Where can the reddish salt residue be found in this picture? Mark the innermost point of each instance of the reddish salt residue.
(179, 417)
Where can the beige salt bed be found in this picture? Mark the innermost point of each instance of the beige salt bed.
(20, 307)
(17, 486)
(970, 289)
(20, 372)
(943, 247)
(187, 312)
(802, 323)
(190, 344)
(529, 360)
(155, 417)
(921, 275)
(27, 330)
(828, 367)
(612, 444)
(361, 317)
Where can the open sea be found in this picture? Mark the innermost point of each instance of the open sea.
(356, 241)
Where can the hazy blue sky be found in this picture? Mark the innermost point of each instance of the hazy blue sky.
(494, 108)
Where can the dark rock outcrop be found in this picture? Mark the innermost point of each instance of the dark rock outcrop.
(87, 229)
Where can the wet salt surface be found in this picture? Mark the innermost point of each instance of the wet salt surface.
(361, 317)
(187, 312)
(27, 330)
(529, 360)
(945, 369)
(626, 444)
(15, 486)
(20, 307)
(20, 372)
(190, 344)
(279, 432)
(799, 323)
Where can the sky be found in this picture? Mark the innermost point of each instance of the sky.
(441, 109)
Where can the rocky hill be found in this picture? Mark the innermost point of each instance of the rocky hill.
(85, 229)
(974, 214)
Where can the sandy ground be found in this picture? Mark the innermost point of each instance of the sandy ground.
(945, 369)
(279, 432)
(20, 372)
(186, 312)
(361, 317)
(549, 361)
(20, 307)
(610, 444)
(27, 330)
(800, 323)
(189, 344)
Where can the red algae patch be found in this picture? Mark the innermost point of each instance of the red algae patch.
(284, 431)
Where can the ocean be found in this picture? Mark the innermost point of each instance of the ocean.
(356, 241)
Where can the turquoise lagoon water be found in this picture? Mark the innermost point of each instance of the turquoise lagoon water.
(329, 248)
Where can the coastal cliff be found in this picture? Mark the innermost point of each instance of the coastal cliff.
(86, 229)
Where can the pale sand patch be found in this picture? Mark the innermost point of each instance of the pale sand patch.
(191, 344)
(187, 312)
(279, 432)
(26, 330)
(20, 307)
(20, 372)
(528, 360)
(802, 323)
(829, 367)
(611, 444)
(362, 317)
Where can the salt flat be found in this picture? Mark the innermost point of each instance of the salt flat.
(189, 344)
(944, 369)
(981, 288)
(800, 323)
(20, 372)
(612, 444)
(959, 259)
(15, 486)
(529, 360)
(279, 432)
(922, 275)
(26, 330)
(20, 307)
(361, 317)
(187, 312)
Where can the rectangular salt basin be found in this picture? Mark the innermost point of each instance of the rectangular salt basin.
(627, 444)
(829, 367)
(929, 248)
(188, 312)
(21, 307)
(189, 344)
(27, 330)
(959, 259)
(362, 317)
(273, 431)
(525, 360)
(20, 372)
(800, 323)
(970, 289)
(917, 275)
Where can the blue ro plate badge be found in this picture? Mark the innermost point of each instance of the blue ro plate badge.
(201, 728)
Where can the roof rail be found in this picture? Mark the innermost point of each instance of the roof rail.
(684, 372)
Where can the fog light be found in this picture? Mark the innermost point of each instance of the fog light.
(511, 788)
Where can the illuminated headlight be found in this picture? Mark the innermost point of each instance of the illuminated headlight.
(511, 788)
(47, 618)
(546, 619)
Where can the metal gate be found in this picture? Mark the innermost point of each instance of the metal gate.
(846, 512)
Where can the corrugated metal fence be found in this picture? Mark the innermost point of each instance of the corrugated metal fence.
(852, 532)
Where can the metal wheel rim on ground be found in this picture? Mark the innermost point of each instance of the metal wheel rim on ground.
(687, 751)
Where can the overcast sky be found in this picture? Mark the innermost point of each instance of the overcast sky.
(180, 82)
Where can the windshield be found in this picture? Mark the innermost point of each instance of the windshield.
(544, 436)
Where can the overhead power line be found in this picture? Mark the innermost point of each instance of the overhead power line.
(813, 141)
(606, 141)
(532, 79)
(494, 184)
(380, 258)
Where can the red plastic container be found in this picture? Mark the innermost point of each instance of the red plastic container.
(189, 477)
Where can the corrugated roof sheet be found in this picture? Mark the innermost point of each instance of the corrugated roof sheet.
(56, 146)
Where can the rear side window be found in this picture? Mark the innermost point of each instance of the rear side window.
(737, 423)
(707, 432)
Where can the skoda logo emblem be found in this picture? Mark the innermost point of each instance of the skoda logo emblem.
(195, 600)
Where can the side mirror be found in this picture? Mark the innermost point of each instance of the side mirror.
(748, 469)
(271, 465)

########

Direction: Copy the entries above word for word, from the line containing "Where can the skoda" through the last line of the entries, including both ends.

Final result:
Where can the skoda logo emblem be found in this picture? Mark the innermost point of each instance of the skoda logo emblem.
(195, 600)
Where can the side mirror be found in this picture? Mark the innermost point of each instance of the side mirror.
(748, 469)
(271, 465)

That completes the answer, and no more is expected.